# [Records for processing]
▽

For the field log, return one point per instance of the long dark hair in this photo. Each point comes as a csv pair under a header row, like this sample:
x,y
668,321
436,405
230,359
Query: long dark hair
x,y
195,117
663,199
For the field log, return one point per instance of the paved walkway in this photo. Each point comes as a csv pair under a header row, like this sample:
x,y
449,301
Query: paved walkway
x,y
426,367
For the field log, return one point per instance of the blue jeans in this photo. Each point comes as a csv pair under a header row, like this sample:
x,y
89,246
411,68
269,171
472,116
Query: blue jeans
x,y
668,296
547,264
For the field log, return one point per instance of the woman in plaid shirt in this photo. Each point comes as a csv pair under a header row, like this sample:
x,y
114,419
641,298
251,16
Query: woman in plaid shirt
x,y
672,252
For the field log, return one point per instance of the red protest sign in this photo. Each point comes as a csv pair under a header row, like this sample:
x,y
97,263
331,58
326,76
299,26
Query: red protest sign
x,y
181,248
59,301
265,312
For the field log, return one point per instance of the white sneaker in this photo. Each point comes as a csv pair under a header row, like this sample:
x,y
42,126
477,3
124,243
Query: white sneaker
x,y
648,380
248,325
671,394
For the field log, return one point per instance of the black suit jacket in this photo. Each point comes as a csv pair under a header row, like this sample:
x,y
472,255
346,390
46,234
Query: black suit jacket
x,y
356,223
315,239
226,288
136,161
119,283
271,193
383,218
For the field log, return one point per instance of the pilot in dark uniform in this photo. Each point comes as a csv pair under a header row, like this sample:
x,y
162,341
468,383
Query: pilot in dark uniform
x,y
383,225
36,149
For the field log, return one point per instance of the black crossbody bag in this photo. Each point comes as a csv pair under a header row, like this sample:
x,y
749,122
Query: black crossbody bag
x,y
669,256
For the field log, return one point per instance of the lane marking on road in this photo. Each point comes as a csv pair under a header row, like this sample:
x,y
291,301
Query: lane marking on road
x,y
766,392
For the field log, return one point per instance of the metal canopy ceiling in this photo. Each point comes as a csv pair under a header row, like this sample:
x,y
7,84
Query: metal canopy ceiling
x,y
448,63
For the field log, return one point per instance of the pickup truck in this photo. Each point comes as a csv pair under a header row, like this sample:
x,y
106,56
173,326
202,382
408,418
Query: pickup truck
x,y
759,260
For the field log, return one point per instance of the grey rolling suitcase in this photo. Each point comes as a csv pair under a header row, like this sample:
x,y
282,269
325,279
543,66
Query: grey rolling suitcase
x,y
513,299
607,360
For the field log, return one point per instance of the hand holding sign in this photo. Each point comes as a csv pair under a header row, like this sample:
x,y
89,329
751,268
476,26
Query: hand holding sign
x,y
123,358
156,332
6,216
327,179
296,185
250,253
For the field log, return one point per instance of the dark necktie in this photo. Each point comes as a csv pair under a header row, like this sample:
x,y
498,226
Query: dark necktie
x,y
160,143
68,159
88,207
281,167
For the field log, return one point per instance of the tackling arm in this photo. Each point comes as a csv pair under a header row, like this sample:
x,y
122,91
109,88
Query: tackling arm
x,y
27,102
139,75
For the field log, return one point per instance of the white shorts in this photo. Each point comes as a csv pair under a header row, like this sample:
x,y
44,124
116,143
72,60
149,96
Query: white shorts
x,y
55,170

△

# [To do]
Write out all of the records word for word.

# [Task result]
For the field log, return one point per instance of the long dark hair in this photo. Each point comes as a csv pair under a header row, like this sample:
x,y
668,321
436,405
230,359
Query: long dark hair
x,y
195,117
663,199
For the field log, return one point per instance of the paved walkway in this photo. Each point comes as a csv pair under a header row, like this sample:
x,y
449,301
Query: paved walkway
x,y
426,367
For the field log, return one point per instance of the blue jeans in this photo. Each point comes as a csv pair under a header row, like this sample:
x,y
89,246
411,68
269,171
472,116
Query: blue jeans
x,y
668,296
547,264
For the field log, return one point per instance of the woman in plaid shirt in this photo. Each point comes as a csv pair under a header row, like this sample:
x,y
114,419
641,298
251,16
Query: woman in plaid shirt
x,y
672,252
For the field log, return one point per instance of the red protest sign in this photo. Each point comes as a csv pair under a header row, like this sample:
x,y
97,263
331,58
326,76
299,26
Query: red protest sign
x,y
181,248
59,301
265,312
For the field log, return one point per instance of the white sneaker in this photo. Each point comes as a csv pair under a header row, like this sample:
x,y
42,126
477,3
124,243
Query: white sneaker
x,y
648,380
248,325
671,394
For the field log, return one point per instance of the black suit jacket in this photo. Each point comes as a csv pair under a header row, like this sample:
x,y
472,255
346,390
46,234
Query: black suit jacket
x,y
356,223
315,239
226,288
136,161
119,283
271,193
383,218
For the field log, return one point per instance of the pilot in dark uniform in this photo. Each point comes as a csv pair under a header row, like this sample:
x,y
162,341
468,383
Query: pilot in dark uniform
x,y
383,225
36,149
For the field log, return one point per instance of the black crossbody bag in this photo. Each point comes as a csv pair under a header row, like this sample:
x,y
749,122
Query: black crossbody bag
x,y
669,256
For the field log, return one point per instance of the lane marking on road in this photo. Each point comes as a csv pair under a header row, like this sample:
x,y
291,301
Query: lane marking on road
x,y
766,392
For the field log, return one point per instance of the metal canopy ceiling in this photo. Each point comes as a csv pair under a header row, like this sample:
x,y
7,84
Query: metal canopy ceiling
x,y
448,63
For the field log, return one point per instance of the pickup truck in this photo. Each point comes as a csv pair under a header row, like this sample:
x,y
106,56
173,326
202,382
408,418
Query: pickup truck
x,y
759,260
For the field log, return one point per instance of the grey rolling suitcase in this photo. Each point comes as a csv pair under a header row, like this sample:
x,y
282,269
325,279
543,66
Query: grey rolling suitcase
x,y
513,299
607,360
For the field log, return one point per instance of the hand holding sign in this photo. Each point comes as a csv pair under a header row, like this sample:
x,y
89,329
751,268
476,26
Query: hand holding sign
x,y
123,358
156,332
6,216
327,179
296,185
250,253
For the field log, return one point per instance of the dark necktie in this photo. Each point comes as a csv pair under a header row, like this sample:
x,y
498,226
Query: dark necktie
x,y
160,143
68,159
88,207
281,167
For the field log, return one point per instance of the tackling arm in this photo. Each point comes as a csv pair under a header row, like this sample:
x,y
122,91
109,88
Query: tackling arm
x,y
27,102
139,75
For the field log, return one point per instance of the white shorts in this photo. Each point comes as a csv pair under a header row, like this sample:
x,y
44,124
116,143
72,60
149,96
Query: white shorts
x,y
55,170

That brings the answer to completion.